:: RAW RECORDS

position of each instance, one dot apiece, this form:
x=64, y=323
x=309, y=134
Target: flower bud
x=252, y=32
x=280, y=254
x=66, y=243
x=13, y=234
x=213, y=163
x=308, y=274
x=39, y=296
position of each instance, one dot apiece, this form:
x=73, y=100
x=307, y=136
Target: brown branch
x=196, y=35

::::
:: RAW RECORDS

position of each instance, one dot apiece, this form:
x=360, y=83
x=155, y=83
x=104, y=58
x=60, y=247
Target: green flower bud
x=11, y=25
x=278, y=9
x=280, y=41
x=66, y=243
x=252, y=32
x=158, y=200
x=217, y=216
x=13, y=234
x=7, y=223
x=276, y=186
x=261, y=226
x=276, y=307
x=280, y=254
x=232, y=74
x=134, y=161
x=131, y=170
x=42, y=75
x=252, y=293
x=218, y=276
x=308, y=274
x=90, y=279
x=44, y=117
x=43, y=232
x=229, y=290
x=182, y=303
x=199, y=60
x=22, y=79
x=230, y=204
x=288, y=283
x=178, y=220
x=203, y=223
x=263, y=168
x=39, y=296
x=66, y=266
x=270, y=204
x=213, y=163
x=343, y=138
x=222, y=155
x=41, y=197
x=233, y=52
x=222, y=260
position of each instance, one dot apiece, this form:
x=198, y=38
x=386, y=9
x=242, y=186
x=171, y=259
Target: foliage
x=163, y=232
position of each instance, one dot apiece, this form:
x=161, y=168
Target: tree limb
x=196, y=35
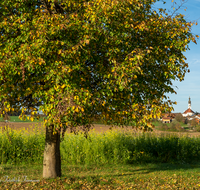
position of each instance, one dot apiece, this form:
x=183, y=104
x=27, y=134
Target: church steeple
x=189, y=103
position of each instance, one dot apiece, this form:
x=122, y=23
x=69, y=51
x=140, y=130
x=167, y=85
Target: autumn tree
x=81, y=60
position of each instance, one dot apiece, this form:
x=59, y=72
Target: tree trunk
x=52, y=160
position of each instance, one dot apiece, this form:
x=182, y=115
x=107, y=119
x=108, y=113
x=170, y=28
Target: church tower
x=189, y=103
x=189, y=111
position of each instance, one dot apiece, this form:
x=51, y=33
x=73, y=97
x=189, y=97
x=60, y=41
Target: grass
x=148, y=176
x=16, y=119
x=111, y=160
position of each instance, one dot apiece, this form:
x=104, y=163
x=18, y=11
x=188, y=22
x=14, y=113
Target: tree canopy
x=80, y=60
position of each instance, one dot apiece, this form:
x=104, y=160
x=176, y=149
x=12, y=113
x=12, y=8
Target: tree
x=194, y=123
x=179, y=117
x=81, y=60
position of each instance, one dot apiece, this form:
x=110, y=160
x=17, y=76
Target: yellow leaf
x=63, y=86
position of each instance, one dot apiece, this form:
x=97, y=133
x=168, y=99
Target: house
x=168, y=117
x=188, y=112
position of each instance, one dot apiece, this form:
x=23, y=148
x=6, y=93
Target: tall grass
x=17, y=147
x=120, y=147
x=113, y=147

::::

**TO DO**
Identify each line in the listing above that contains the word "church", and copy those lines. Matching is case-sensitive.

**COMPLETE RESPONSE**
Target: church steeple
Target: church tower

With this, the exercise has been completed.